Stated task:
Rewrite the data below as a numbered list of lines, skipping blank lines and leaving out the pictures.

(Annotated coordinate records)
%%

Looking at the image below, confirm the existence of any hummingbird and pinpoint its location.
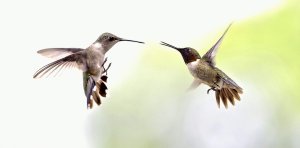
[33,33,144,108]
[161,24,243,108]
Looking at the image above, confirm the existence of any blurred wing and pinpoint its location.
[37,48,84,58]
[33,52,85,78]
[203,24,232,66]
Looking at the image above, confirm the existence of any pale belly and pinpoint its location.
[87,52,104,80]
[187,60,222,88]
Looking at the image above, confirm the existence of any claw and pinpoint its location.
[103,63,111,75]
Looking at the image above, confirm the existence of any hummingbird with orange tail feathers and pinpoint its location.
[161,24,243,108]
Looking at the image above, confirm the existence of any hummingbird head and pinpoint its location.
[161,42,201,64]
[95,32,144,51]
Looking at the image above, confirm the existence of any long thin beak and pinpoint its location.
[119,38,145,44]
[160,41,181,51]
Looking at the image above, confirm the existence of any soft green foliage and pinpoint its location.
[91,0,300,148]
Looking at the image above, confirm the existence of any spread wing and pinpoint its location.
[37,48,84,58]
[203,24,232,66]
[33,52,86,78]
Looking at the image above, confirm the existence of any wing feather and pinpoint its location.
[33,52,85,78]
[37,48,84,58]
[203,24,232,66]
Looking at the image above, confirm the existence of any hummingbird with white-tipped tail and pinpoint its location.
[161,24,243,108]
[33,33,144,108]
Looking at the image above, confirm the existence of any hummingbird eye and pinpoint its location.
[108,37,115,41]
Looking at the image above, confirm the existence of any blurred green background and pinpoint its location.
[87,0,300,148]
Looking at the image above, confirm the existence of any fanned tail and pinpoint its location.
[216,88,243,109]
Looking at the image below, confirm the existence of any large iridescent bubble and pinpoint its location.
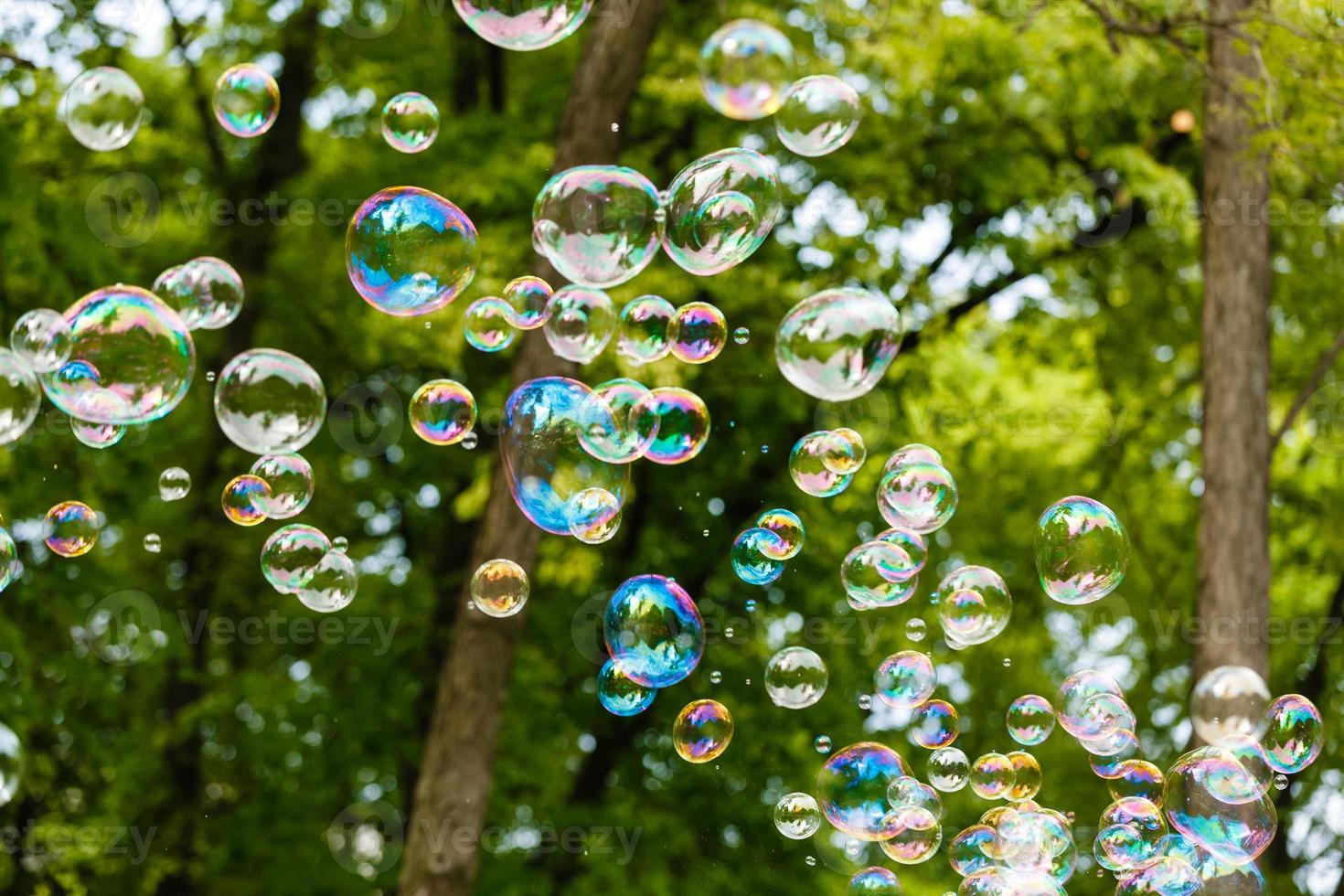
[346,187,481,317]
[500,376,630,535]
[663,148,781,277]
[42,286,197,426]
[774,286,901,401]
[532,165,661,287]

%%

Answer to the task:
1. Looking at the image below, confirm the existence of any hummingbird and pinpoint its location.
2. [33,33,144,108]
3. [161,24,243,108]
4. Looking at the image above, confirm the existence of any blurred wing and pinpoint its location.
5. [37,48,84,58]
6. [33,52,85,78]
7. [203,24,232,66]
8. Looking at the image above, confirm the existence of any pale belly and pinpoint its location.
9. [87,52,104,80]
10. [187,60,222,88]
11. Looking at the image above, confirm the existence of any claw and pinpoint its location.
12. [103,63,111,75]
13. Looking at the image above, confirm the existence of any hummingbird with orange tail feathers and pinpoint its location.
14. [161,24,243,108]
15. Looking at the image above, confirm the existence of any hummingbird head and pinpoint its location.
16. [161,42,201,64]
17. [95,32,144,51]
18. Looking at the image above, confirm the existence of any long thin beak and pinpoint its location.
19. [119,38,145,44]
20. [160,41,181,51]
21. Looking at the image above, confirm the existence of any soft green foliage and pinpoint its location.
22. [91,0,300,148]
23. Looking at the image above, confirm the existence of any spread wing and pinpoint its location.
24. [37,48,84,58]
25. [203,24,232,66]
26. [33,52,86,78]
27. Looking at the image above, confirm the existence of any wing feather and pinpoint its location.
28. [33,52,85,78]
29. [37,48,84,58]
30. [203,24,232,66]
31. Looking at the image above, confirm the existence of any hummingbird with white-tipped tail and pinpoint its location.
32. [161,24,243,108]
33. [33,33,144,108]
34. Looking at the image above, confirm the existence of any hummingbird eye and pinpoint its location.
35. [108,37,115,41]
36. Looking at the image above, confirm the existence of any blurred green background and pinpoint its location.
37. [87,0,300,148]
38. Looking at the image above, confirm the existence of any fanned tail and pinpoint its location.
39. [216,88,243,109]
40. Looking at the image below, confirm the existence of any large iridescent bubble and pinpoint its location.
41. [346,187,481,317]
42. [500,376,630,535]
43. [663,148,781,277]
44. [42,286,197,426]
45. [774,286,901,401]
46. [532,165,661,287]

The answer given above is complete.